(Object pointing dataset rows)
▼
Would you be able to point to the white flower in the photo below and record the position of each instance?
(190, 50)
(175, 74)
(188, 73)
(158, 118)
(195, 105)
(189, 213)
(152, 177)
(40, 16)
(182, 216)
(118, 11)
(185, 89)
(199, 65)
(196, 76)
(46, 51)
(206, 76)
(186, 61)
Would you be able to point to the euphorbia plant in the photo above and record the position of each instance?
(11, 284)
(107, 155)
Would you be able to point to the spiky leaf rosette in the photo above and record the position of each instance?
▲
The problem:
Rewrite the records above so that "instance" becomes "occurrence" everywhere it appears, keeping everything else the same.

Result of the task:
Would you be able to point to the white flower in the photo below and record the position of each occurrence?
(190, 50)
(175, 74)
(188, 73)
(158, 118)
(195, 105)
(189, 213)
(152, 177)
(40, 16)
(182, 216)
(118, 11)
(185, 89)
(199, 65)
(196, 76)
(46, 51)
(206, 76)
(186, 61)
Would you be able to point to the euphorbia plant in the photo above and record the position of each occurrence?
(11, 284)
(107, 155)
Would you be able to point to the spiky leaf rosette in the photo above and record the position of each occurrence?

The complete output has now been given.